**WRITTEN EXERCISE:** Reproduce all records verbatim.

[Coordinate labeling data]
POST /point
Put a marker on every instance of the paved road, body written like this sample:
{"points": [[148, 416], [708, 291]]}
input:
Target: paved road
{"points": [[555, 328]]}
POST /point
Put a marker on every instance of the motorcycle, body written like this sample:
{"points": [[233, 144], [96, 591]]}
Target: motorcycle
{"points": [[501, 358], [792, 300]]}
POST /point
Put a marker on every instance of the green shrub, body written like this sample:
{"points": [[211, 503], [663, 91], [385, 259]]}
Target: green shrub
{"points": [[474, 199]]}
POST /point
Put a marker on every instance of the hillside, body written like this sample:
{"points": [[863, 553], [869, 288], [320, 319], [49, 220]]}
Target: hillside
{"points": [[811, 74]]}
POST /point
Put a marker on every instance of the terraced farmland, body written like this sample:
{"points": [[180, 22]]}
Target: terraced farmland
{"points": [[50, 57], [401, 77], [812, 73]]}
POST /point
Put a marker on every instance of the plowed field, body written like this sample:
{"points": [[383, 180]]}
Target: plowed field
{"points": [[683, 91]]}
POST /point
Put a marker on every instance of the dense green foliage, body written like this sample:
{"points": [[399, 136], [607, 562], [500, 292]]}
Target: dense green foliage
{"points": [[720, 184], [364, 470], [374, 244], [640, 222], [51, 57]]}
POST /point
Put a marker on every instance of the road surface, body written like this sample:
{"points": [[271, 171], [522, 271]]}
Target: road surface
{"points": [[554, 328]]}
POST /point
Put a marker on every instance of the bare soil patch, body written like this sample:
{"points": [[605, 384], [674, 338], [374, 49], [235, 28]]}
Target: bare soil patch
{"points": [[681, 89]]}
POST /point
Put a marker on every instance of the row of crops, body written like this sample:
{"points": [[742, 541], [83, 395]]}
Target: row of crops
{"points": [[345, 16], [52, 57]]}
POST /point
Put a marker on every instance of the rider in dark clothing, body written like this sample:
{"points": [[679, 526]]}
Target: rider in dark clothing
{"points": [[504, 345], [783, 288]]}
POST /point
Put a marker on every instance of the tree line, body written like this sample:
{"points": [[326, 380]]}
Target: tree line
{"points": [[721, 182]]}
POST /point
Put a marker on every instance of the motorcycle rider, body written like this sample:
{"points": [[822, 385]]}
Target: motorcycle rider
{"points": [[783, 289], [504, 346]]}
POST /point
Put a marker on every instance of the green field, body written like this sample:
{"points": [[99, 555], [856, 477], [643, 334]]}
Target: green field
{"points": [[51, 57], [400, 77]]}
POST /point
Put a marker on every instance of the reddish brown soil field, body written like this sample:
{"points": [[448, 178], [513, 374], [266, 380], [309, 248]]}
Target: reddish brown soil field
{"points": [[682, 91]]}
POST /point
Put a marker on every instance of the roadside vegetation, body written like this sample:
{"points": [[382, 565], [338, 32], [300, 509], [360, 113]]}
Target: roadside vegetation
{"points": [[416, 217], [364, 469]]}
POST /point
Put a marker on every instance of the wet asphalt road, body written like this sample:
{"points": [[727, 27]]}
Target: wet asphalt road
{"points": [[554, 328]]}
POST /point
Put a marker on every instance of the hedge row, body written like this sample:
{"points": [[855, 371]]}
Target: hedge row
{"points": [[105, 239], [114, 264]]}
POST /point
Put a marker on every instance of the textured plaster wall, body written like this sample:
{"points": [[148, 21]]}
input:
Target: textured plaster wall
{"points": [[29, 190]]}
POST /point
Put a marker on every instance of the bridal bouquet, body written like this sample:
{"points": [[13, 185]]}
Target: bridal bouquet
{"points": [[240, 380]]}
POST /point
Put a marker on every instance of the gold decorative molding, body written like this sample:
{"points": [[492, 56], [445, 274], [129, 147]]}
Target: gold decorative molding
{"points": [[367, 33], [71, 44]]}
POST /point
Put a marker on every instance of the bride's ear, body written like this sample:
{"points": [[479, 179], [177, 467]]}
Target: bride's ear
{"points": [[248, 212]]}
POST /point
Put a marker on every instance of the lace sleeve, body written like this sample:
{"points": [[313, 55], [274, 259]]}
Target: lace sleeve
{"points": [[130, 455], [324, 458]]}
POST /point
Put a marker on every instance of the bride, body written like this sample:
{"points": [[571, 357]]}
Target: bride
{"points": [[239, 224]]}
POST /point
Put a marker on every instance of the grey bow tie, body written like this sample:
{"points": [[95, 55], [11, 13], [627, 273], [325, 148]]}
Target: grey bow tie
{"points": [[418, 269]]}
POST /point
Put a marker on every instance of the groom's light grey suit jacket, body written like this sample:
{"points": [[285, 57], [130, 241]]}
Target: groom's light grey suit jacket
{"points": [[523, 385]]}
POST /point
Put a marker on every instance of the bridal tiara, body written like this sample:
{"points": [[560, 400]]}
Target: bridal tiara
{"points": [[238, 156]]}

**SOLUTION FOR THIS TASK:**
POST /point
Put a marker on every instance of the paved road, body written like this sample:
{"points": [[148, 416], [708, 291]]}
input:
Target: paved road
{"points": [[555, 328]]}
POST /point
Put a marker on every instance of the motorcycle, body written like this sample:
{"points": [[233, 144], [96, 591]]}
Target: motorcycle
{"points": [[501, 358], [792, 300]]}
POST /point
Put a marker on every instance of the green shrub, body written like this sample:
{"points": [[211, 503], [663, 91], [385, 259]]}
Target: green shrub
{"points": [[474, 199]]}
POST /point
Put a marker on every instance of the hillside, body written like this sample:
{"points": [[863, 553], [869, 288], [320, 319], [49, 220]]}
Target: hillside
{"points": [[811, 74]]}
POST /point
Put a marker on every instance of the terraced farmland, body written like this sample:
{"points": [[180, 22]]}
Target: terraced farmland
{"points": [[50, 57], [401, 77], [812, 73]]}
POST /point
Put a marker on every instance of the plowed field, body written like this sample:
{"points": [[383, 180]]}
Target: plowed field
{"points": [[683, 91]]}
POST /point
Put a marker on every instance of the dense green foliage, body written like this sample:
{"points": [[399, 136], [607, 562], [500, 292]]}
Target: dense green foliage
{"points": [[720, 184], [364, 470], [374, 244], [640, 222], [51, 57]]}
POST /point
Put a marker on every instance of the road surface, body written like this sample:
{"points": [[271, 171], [522, 271]]}
Target: road surface
{"points": [[554, 328]]}
POST /point
Put a marker on every instance of the bare soil patch, body written like this sample:
{"points": [[605, 384], [674, 338], [374, 49], [235, 28]]}
Target: bare soil patch
{"points": [[681, 89]]}
POST /point
Put a marker on every instance of the row of crops, body written like this sample:
{"points": [[742, 541], [83, 395]]}
Target: row of crops
{"points": [[345, 16], [52, 57]]}
POST /point
Put a marker on every instance of the rider in dark clothing, body written like this sample:
{"points": [[679, 526]]}
Target: rider in dark clothing
{"points": [[504, 345], [783, 288]]}
POST /point
Put a marker on every instance of the tree line, body written like this sample:
{"points": [[326, 380]]}
Target: tree line
{"points": [[721, 182]]}
POST /point
Put a marker on every instance of the motorcycle rider, body written like this sample:
{"points": [[822, 385]]}
Target: motorcycle rider
{"points": [[783, 289], [504, 346]]}
POST /point
Put a marker on every instance of the green field, body written like this sample:
{"points": [[99, 555], [856, 477], [643, 334]]}
Target: green field
{"points": [[51, 57], [400, 77]]}
POST /point
Put a marker on every instance of the reddish brown soil field, body written like this sample:
{"points": [[448, 178], [513, 374], [266, 380], [309, 248]]}
Target: reddish brown soil field
{"points": [[682, 91]]}
POST /point
Put a marker on every instance of the roadside vegetation, body written like this sample:
{"points": [[382, 565], [338, 32], [300, 509], [360, 113]]}
Target: roadside vegetation
{"points": [[416, 217], [364, 469]]}
POST /point
Put a marker on every instance of the wet asphalt road, body written like this sample:
{"points": [[727, 27]]}
Target: wet asphalt road
{"points": [[554, 328]]}
POST /point
Put a marker on every instance of the hedge row, body written like this sample:
{"points": [[855, 371]]}
Target: hedge row
{"points": [[105, 239], [114, 264]]}
POST /point
Put a marker on every instance of the textured plaster wall, body written like this sample:
{"points": [[148, 21]]}
input:
Target: textured plaster wall
{"points": [[29, 190]]}
POST /point
Put a marker on every instance of the bridal bouquet, body written like this sample:
{"points": [[13, 185]]}
Target: bridal bouquet
{"points": [[240, 380]]}
POST /point
Put a marker on every instance of the gold decorative molding, body written like this sample:
{"points": [[492, 56], [445, 274], [129, 147]]}
Target: gold decorative molding
{"points": [[367, 33], [71, 44]]}
POST /point
Put a marker on every instance of the bride's ear, body written like this sample:
{"points": [[479, 179], [177, 467]]}
Target: bride's ear
{"points": [[248, 212]]}
POST /point
Put a marker on every instance of the lace sleeve, body written like this sample:
{"points": [[313, 55], [274, 259]]}
Target: lace sleeve
{"points": [[130, 455], [324, 458]]}
POST /point
Put a marker on every instance of the bride, body written like this sample:
{"points": [[571, 357]]}
Target: bride
{"points": [[239, 224]]}
POST /point
Put a marker on every instance of the grey bow tie, body written like this sample:
{"points": [[95, 55], [11, 13], [627, 273], [325, 148]]}
Target: grey bow tie
{"points": [[418, 269]]}
POST /point
Put a marker on every instance of the groom's light grey suit jacket, body written like this sample:
{"points": [[285, 57], [130, 241]]}
Target: groom's light grey suit jacket
{"points": [[523, 385]]}
POST /point
Put a marker on every instance of the bridal tiara, body written like this sample:
{"points": [[560, 400]]}
Target: bridal tiara
{"points": [[238, 156]]}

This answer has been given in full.